THE PROBLEM: All entries below are to be set down again, identical to the source.

═════ DATA LINES ═════

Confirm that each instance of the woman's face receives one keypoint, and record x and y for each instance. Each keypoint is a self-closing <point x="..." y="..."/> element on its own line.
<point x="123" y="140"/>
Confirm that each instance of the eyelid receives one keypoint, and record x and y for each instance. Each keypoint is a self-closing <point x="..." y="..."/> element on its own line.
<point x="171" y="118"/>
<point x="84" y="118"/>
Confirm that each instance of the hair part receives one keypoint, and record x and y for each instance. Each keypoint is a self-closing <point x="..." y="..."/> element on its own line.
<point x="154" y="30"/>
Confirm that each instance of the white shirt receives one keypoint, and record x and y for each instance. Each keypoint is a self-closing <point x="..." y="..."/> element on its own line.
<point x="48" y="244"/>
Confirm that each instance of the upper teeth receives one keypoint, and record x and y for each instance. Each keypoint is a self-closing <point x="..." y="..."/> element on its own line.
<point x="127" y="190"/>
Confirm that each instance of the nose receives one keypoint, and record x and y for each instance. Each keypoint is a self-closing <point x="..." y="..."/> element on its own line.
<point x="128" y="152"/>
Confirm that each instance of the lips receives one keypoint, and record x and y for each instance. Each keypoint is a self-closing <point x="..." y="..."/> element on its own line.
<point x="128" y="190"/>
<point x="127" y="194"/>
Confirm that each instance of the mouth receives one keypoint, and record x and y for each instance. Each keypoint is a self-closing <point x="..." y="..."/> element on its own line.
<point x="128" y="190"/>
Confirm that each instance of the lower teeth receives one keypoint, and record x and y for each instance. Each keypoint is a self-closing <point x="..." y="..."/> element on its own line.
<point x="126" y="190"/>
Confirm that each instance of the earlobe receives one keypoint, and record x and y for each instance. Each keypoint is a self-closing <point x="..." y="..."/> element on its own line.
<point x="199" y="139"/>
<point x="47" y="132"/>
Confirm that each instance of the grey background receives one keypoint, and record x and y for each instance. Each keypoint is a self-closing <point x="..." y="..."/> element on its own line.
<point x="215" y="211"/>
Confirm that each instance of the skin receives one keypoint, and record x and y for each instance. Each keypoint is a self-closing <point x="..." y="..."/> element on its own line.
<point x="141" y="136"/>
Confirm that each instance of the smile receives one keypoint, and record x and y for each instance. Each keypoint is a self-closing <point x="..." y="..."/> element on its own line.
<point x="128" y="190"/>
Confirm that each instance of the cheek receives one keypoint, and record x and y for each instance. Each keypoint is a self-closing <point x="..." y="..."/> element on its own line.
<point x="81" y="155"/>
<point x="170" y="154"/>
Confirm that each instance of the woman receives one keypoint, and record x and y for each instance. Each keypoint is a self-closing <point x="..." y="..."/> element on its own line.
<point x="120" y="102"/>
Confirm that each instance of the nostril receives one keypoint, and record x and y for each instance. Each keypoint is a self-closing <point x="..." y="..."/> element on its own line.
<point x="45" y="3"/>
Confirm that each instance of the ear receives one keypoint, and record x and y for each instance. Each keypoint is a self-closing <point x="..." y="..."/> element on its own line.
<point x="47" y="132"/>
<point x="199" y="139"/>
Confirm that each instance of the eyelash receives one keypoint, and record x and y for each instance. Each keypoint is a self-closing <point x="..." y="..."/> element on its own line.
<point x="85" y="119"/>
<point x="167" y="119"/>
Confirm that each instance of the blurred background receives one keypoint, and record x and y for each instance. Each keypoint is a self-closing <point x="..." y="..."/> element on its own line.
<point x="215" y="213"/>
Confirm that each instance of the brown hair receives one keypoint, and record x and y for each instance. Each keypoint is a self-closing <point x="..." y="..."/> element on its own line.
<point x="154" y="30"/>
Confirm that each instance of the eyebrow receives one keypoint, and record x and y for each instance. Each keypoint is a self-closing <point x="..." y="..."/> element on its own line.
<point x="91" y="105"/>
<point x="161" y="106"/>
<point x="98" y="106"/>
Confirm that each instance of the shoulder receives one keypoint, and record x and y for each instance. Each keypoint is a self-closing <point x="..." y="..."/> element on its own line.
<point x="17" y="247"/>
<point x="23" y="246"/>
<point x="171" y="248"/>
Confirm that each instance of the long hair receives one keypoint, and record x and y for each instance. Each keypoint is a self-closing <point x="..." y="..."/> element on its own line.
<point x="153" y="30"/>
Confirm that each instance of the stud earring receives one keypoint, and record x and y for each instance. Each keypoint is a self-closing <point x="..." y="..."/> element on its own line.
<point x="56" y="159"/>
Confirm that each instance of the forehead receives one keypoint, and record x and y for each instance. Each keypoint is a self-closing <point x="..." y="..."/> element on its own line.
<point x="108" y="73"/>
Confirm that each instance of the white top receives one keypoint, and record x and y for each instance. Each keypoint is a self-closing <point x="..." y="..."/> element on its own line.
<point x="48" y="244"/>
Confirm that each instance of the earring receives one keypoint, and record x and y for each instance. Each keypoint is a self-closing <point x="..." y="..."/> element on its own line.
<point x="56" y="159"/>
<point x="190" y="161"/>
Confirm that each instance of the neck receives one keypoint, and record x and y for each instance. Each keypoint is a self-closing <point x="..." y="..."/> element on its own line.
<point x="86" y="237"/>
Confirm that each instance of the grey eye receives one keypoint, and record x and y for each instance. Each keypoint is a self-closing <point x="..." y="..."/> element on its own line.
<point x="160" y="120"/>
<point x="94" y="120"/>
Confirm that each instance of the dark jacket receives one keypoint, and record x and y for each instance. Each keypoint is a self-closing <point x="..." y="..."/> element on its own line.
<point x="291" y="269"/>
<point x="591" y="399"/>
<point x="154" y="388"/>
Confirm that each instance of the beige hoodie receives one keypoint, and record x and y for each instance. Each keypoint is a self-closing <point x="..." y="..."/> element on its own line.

═════

COMPLETED EXERCISE:
Confirm that each instance of the woman's face receives one keypoint, and record x and y for each instance. Each keypoint is a self-closing <point x="..." y="..."/> element on its own line.
<point x="123" y="140"/>
Confirm that each instance of the eyelid receives one keypoint, and record x and y for each instance. Each keypoint is a self-closing <point x="..." y="..."/> element on its own line.
<point x="171" y="118"/>
<point x="84" y="118"/>
Confirm that each instance of the hair part receives one keypoint, and record x and y for each instance. Each keypoint is a self-closing <point x="..." y="..."/> element on its own line.
<point x="154" y="30"/>
Confirm that each instance of the white shirt receives one keypoint, and record x and y for each instance. Each keypoint is a self-closing <point x="..." y="..."/> element on its own line.
<point x="48" y="244"/>
Confirm that each instance of the upper teeth receives one keypoint, and record x and y for each instance. Each keypoint is a self-closing <point x="..." y="..."/> element on its own line.
<point x="127" y="190"/>
Confirm that each instance of the nose receives one keypoint, and record x and y for each instance. Each keypoint is a self-closing <point x="..." y="..."/> element on its own line.
<point x="128" y="152"/>
Confirm that each instance of the lips receives one keypoint, and record x and y for each instance. Each keypoint is a self-closing <point x="..." y="..."/> element on its own line.
<point x="128" y="190"/>
<point x="127" y="194"/>
Confirm that each instance of the mouth receives one keypoint, and record x and y for each instance. Each keypoint is a self-closing <point x="..." y="..."/> element on its own line.
<point x="128" y="190"/>
Confirm that each instance of the lower teeth receives one keypoint, and record x and y for each instance. Each keypoint is a self-closing <point x="..." y="..."/> element on its own line.
<point x="126" y="190"/>
Confirm that each instance of the earlobe receives one keypoint, and record x and y for each instance. Each keypoint is a self-closing <point x="..." y="..."/> element on its own line.
<point x="199" y="139"/>
<point x="47" y="132"/>
Confirm that each instance of the grey background receives one keypoint, and record x and y for each instance. Each keypoint is a self-closing <point x="..." y="..."/> element on its own line.
<point x="215" y="211"/>
Confirm that each instance of the skin receives one keypoint, and record x and y for each instance. Each keypoint is a self-closing <point x="..." y="..."/> element on its own line.
<point x="141" y="136"/>
Confirm that each instance of the smile receives one keypoint, and record x and y for each instance. Each keypoint is a self-closing <point x="..." y="..."/> element on its own line.
<point x="128" y="190"/>
Confirm that each instance of the cheek receives one keypoint, and record x and y for each instance. Each keypoint is a self-closing <point x="..." y="..."/> element on its own line.
<point x="81" y="155"/>
<point x="170" y="154"/>
Confirm that each instance of the woman receives one keypoint, and record x and y for each instance. Each keypoint is a self-closing <point x="..." y="..."/> element on its own line.
<point x="120" y="102"/>
Confirm that each instance of the nostril receives one keypoint, and record x and y for each instance. Each keypoint is a self-closing <point x="..." y="..."/> element on its own line.
<point x="45" y="3"/>
Confirm that each instance of the ear receives one keypoint, and record x and y for each instance. Each keypoint is a self-closing <point x="..." y="..."/> element on its own line.
<point x="47" y="132"/>
<point x="199" y="139"/>
Confirm that each instance of the eyelash receives one keypoint, and record x and y for each instance. Each keypoint is a self-closing <point x="..." y="..."/> element on its own line.
<point x="85" y="119"/>
<point x="167" y="119"/>
Confirm that each instance of the blurred background receives one keypoint, and record x and y for each instance. Each keypoint is a self-closing <point x="..." y="..."/> element on its own line.
<point x="215" y="213"/>
Confirm that each instance of the brown hair receives one keypoint, and record x and y for each instance. Each keypoint is a self-closing <point x="..." y="..."/> element on its own line.
<point x="154" y="30"/>
Confirm that each instance of the eyebrow receives one keypoint, and record x and y for each instance. Each keypoint is a self-closing <point x="..." y="..."/> element on its own line.
<point x="91" y="105"/>
<point x="161" y="106"/>
<point x="98" y="106"/>
Confirm that each instance of the shoulder receives one keypoint, and record x and y for each instance. Each keypoint is a self-closing <point x="..." y="..."/> element on its own line.
<point x="17" y="247"/>
<point x="23" y="246"/>
<point x="171" y="248"/>
Confirm that each instance of the long hair receives one keypoint, and record x and y for each instance. Each keypoint is a self-closing <point x="..." y="..."/> element on its own line.
<point x="153" y="30"/>
Confirm that each instance of the stud earring receives one keypoint, and record x and y for each instance. Each keypoint is a self-closing <point x="..." y="..."/> element on its own line.
<point x="56" y="159"/>
Confirm that each instance of the forehead receives one keypoint, and record x and y for each instance. Each keypoint is a self-closing <point x="..." y="..."/> element on its own line.
<point x="108" y="73"/>
Confirm that each instance of the white top receives one keypoint, and record x and y for each instance. Each keypoint is a self-closing <point x="..." y="..."/> element on its own line.
<point x="48" y="244"/>
Confirm that each instance of the earring receives one keypoint, and record x and y for each instance. Each keypoint is a self-closing <point x="..." y="..."/> element on its own line.
<point x="56" y="159"/>
<point x="190" y="161"/>
Confirm that each instance of the neck receives one keypoint, and record x and y for each instance. Each keypoint is a self-closing <point x="..." y="..."/> element on its own line.
<point x="86" y="237"/>
Confirm that each instance of the grey eye receives one keypoint, and record x and y for each instance. Each keypoint is a self-closing <point x="..." y="..."/> element on its own line.
<point x="160" y="120"/>
<point x="94" y="120"/>
Confirm that each instance of the dark jacket receives one keypoint, and record x and y for each instance. Each keypoint is a self-closing <point x="..." y="..."/> element on its own line.
<point x="291" y="269"/>
<point x="591" y="399"/>
<point x="154" y="388"/>
Confirm that each instance of the beige hoodie receives one keypoint, and record x and y for each instance. Each keypoint is a self-closing <point x="..." y="..."/> element on its own line.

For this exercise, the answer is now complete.